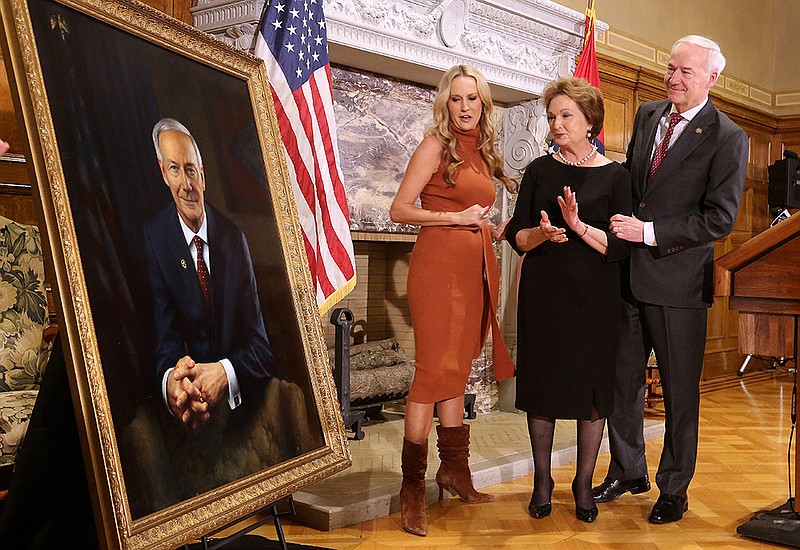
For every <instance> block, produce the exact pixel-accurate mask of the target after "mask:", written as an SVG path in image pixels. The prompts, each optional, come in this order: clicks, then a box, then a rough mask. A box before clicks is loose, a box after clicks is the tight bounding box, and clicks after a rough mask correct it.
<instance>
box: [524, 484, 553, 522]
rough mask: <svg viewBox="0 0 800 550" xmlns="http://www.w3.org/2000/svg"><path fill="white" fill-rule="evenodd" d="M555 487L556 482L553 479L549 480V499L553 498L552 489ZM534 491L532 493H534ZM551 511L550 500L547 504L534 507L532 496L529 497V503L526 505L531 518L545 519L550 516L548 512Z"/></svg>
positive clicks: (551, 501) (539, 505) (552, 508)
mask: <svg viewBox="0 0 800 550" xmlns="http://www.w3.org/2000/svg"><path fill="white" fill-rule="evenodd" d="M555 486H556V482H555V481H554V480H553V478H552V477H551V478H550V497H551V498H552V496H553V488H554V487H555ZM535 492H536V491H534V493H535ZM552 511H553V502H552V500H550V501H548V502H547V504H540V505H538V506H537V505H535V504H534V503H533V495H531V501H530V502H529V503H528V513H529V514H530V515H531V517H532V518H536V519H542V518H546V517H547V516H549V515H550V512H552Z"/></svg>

• Work order
Could you copy out all of the lines above word for word, with nothing changed, and omit the pictures?

• Your solution
For every <instance> block, produce the exact pixel-accurate mask of the target after "mask:", written as an SVG path in image pixels. The prompts, each optional, come in this order: clicks, then a box, then a rough mask. A box before clicks is loose, a box after clicks is the tight bounding box, and clicks after a rough mask correct it.
<instance>
box: [524, 484, 553, 522]
rough mask: <svg viewBox="0 0 800 550" xmlns="http://www.w3.org/2000/svg"><path fill="white" fill-rule="evenodd" d="M555 487L556 482L553 479L549 480V499L553 498L552 489ZM534 491L532 493H534ZM551 511L550 500L547 504L534 507L532 496L529 497V503L526 505L531 518L545 519L550 516L548 512Z"/></svg>
positive clicks: (551, 501) (539, 505) (552, 508)
mask: <svg viewBox="0 0 800 550" xmlns="http://www.w3.org/2000/svg"><path fill="white" fill-rule="evenodd" d="M555 486H556V482H555V481H554V480H553V478H552V477H551V478H550V497H551V498H552V496H553V488H554V487H555ZM535 492H536V491H534V493H535ZM552 511H553V502H552V500H550V501H548V502H547V504H540V505H538V506H537V505H535V504H534V503H533V495H531V501H530V502H529V503H528V513H529V514H530V515H531V517H532V518H536V519H542V518H546V517H547V516H549V515H550V512H552Z"/></svg>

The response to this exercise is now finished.